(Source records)
####
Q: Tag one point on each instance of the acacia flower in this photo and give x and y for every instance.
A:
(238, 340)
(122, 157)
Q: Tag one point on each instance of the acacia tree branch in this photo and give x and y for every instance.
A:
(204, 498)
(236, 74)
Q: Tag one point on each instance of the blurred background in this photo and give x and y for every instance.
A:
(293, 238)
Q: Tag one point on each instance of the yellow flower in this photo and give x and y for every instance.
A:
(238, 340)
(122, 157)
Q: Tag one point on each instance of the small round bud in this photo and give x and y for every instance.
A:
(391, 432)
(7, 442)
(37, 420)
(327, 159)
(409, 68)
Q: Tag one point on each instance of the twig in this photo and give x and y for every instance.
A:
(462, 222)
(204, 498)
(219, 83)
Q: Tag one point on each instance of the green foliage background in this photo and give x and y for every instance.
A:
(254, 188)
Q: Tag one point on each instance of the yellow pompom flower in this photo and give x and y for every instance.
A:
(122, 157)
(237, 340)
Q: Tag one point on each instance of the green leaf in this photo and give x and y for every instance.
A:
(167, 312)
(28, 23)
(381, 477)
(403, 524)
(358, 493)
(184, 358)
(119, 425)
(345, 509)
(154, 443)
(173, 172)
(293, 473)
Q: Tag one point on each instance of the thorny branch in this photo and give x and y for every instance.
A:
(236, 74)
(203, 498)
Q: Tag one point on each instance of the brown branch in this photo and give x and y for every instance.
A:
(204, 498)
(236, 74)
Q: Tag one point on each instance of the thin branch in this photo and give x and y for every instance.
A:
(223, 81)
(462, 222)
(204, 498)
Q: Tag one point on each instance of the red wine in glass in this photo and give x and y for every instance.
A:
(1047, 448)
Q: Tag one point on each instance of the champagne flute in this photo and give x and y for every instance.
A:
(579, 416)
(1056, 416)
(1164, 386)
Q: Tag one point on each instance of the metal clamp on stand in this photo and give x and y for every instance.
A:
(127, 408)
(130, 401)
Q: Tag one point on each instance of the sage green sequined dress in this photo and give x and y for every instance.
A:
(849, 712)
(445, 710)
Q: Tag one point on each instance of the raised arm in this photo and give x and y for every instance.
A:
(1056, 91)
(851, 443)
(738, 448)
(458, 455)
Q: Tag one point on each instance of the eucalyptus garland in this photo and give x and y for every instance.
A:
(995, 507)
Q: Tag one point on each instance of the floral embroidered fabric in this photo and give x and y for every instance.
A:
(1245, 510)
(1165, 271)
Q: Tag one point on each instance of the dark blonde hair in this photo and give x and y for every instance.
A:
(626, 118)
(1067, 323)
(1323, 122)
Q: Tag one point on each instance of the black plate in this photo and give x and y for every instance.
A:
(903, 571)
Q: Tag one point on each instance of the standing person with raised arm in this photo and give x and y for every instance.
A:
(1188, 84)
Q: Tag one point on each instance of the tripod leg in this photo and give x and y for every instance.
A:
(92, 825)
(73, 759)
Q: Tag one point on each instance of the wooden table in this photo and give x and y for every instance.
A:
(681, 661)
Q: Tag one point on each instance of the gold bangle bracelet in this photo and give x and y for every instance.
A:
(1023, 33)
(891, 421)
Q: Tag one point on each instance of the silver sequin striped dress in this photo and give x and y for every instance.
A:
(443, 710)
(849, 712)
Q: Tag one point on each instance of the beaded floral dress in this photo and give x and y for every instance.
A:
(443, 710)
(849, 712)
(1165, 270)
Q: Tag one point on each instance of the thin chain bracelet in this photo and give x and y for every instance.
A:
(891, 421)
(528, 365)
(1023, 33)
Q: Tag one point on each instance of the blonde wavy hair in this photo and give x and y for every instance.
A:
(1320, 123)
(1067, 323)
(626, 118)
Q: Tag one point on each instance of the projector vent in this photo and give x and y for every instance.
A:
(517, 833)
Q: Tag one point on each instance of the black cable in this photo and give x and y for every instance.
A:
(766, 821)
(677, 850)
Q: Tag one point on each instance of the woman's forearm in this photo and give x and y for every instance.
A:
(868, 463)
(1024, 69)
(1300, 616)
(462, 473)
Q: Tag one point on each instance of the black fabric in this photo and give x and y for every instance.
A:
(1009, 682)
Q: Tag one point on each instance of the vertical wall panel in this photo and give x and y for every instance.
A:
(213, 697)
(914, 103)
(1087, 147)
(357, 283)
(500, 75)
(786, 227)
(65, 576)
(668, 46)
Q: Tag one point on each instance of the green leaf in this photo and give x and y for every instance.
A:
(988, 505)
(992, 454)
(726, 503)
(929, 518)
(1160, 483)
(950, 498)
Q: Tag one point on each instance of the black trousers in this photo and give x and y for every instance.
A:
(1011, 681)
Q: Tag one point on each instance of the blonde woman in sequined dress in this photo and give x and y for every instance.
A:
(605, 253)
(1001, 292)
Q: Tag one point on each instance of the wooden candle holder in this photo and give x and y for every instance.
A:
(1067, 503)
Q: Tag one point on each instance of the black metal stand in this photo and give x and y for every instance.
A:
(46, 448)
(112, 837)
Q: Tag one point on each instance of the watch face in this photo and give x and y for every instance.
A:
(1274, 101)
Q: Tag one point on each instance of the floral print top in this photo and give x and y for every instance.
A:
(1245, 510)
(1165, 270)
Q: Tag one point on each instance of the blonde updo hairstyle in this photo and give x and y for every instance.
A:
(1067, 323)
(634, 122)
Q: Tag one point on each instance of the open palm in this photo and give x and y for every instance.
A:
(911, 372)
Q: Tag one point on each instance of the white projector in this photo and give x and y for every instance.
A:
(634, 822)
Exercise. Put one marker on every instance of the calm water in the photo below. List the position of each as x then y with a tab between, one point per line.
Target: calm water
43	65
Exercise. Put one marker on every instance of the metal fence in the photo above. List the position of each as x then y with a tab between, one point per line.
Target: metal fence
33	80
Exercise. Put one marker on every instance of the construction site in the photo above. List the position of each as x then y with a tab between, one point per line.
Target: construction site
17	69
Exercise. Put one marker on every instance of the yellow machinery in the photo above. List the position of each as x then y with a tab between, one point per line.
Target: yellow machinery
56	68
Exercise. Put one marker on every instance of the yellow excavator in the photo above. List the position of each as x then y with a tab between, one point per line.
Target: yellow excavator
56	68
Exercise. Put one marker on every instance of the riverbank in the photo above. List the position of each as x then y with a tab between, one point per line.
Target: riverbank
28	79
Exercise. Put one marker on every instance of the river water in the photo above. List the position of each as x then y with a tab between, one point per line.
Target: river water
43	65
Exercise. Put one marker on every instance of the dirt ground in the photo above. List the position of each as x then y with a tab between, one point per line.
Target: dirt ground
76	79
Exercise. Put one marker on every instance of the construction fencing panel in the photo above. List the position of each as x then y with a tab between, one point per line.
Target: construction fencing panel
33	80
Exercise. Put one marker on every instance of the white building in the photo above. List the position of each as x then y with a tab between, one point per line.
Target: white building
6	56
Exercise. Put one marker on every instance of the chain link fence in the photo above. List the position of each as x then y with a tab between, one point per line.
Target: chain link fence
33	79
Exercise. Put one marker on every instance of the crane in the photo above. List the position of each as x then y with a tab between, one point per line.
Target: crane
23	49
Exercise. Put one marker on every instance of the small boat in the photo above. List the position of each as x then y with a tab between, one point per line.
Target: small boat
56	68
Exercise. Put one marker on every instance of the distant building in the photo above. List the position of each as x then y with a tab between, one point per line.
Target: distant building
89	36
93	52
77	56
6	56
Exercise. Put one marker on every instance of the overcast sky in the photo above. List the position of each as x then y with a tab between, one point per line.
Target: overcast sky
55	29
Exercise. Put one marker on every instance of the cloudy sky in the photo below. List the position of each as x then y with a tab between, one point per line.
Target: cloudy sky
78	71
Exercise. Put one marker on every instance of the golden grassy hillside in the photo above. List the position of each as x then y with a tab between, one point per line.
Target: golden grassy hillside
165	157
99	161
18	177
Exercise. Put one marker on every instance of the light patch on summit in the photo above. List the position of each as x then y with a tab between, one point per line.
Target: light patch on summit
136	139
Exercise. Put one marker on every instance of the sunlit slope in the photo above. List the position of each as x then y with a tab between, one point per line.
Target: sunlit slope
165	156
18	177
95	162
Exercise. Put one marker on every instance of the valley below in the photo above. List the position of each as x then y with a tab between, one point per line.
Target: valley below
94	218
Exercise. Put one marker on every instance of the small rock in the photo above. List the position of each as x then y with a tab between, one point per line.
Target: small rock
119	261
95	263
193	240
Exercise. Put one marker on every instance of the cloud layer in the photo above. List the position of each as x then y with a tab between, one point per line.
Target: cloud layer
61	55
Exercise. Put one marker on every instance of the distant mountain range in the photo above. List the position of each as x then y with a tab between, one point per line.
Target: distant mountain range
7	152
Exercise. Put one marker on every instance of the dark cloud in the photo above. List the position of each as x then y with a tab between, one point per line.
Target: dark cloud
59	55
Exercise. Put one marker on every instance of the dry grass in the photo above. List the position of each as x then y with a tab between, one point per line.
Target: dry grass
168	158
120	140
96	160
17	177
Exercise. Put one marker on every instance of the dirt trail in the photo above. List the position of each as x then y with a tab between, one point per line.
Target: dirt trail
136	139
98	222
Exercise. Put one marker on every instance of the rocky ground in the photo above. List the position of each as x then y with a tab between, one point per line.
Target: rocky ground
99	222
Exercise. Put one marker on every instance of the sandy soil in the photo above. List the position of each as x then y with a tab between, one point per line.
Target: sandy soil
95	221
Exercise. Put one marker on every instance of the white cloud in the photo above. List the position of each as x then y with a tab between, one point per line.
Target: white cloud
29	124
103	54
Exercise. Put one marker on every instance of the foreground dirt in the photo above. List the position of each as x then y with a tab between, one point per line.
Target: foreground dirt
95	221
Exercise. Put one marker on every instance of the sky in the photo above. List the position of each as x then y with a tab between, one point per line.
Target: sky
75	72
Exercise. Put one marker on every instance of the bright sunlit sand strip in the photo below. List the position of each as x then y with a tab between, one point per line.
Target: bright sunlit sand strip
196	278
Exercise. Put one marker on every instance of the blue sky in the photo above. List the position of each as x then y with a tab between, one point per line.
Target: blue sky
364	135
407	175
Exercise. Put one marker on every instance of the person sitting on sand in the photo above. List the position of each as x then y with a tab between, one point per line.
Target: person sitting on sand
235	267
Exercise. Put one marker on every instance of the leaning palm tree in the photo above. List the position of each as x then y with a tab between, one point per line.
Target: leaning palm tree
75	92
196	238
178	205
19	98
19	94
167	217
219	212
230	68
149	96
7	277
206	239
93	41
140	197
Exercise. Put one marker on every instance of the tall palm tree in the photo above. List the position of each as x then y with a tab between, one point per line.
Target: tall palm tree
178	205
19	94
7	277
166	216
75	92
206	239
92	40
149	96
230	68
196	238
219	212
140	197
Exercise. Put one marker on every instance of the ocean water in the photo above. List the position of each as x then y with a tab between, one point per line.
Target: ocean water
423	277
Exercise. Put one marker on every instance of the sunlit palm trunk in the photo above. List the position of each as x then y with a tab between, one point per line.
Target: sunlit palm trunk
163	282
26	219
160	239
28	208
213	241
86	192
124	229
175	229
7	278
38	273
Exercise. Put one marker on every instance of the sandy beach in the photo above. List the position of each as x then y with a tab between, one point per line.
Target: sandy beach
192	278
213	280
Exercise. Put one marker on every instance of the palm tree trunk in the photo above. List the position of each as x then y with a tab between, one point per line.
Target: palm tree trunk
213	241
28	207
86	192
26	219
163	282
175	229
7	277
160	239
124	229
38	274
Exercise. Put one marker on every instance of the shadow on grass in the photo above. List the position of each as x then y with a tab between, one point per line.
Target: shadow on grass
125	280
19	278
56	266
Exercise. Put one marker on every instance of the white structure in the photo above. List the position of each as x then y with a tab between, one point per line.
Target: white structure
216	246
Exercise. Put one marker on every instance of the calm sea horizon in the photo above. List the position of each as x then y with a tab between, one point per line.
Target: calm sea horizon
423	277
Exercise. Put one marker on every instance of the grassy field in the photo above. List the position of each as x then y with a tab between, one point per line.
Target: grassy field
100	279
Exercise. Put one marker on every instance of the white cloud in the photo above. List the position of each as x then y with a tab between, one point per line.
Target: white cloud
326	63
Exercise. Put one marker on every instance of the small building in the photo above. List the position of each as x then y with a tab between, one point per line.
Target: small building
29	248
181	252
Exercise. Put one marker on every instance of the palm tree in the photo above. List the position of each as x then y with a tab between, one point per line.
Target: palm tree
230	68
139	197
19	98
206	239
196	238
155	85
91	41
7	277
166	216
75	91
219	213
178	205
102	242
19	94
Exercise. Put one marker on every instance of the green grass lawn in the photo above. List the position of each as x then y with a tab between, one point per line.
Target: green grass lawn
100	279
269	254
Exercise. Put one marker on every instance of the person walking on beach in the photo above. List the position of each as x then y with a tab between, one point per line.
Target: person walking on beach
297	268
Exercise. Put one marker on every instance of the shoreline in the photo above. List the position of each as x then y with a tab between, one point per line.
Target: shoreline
####
Quote exactly the line containing "the palm tree in" and every later line through the end of the listing, and no other lines.

Exercise. Put one marker on every instance of the palm tree in the photo above. List the position of each as x then y with a tab between, one point per line.
Target: palm tree
230	68
139	197
19	98
206	239
196	238
155	85
91	41
7	277
166	216
75	91
219	213
178	205
102	242
19	94
Exercise. Put one marker on every instance of the green grass lawn in the photo above. List the position of each as x then y with a tab between, one point per line.
Target: green grass lawn
100	279
269	254
Exercise. Put one marker on every instance of the person walking on beach in the photo above. List the position of each as x then y with a tab between, one point per line.
Target: person walking on beach
297	268
Exercise. Put one marker on every instance of the shoreline in the photo above. List the position of each as x then y with a tab between, one point per line.
Target: shoreline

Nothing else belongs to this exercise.